TASK DETAILS → List each line of the entries below that contains the word "shower", copying every such line in full.

SUPPLIED DATA →
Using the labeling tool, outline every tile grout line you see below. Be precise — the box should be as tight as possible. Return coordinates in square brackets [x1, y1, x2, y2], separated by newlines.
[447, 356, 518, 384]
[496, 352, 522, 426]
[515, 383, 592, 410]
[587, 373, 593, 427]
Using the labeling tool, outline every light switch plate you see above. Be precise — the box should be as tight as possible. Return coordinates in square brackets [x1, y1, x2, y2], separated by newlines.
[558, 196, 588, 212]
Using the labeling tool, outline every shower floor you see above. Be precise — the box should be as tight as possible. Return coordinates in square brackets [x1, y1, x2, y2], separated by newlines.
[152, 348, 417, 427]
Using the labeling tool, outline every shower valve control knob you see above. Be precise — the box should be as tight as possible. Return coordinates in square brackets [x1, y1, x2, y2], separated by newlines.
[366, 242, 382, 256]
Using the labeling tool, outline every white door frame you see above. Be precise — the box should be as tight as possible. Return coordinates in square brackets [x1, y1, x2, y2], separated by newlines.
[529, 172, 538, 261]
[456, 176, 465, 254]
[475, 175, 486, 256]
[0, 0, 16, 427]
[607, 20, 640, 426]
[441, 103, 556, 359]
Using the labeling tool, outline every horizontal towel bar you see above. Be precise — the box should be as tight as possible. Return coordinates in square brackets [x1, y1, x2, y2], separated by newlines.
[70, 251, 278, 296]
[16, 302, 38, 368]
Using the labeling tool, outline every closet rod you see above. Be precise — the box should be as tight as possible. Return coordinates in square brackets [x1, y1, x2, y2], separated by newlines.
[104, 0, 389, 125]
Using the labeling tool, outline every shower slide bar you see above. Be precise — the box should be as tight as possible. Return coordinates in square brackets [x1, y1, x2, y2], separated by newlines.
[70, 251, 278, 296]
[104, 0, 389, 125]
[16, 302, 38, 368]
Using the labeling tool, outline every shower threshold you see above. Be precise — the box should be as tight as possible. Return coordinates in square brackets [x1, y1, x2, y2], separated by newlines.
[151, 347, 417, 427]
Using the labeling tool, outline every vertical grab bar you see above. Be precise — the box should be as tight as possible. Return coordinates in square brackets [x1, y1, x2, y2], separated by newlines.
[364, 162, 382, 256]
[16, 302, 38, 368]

CORRECT RESULT →
Using the labeling tool, outline every shower floor you see above. Be precise — the box should be as tight as possible. Return coordinates in square brackets [x1, y1, x2, y2], separated by newlines.
Using the labeling tool, outline every shower valve control knob you see above. Be precise — the box should be as tight as possible. Return coordinates in square brackets [x1, y1, x2, y2], separated by newlines.
Using the labeling tool, outline every shower slide bar you see above. Be precise — the box should be as tight as possible. Return coordinates in square brackets [x1, y1, x2, y2], separated by newlines.
Using the labeling tool, outline every shower threshold you see above. Be precise — the box should be as tight as possible. Return coordinates in square brackets [x1, y1, x2, y2], separated by newlines.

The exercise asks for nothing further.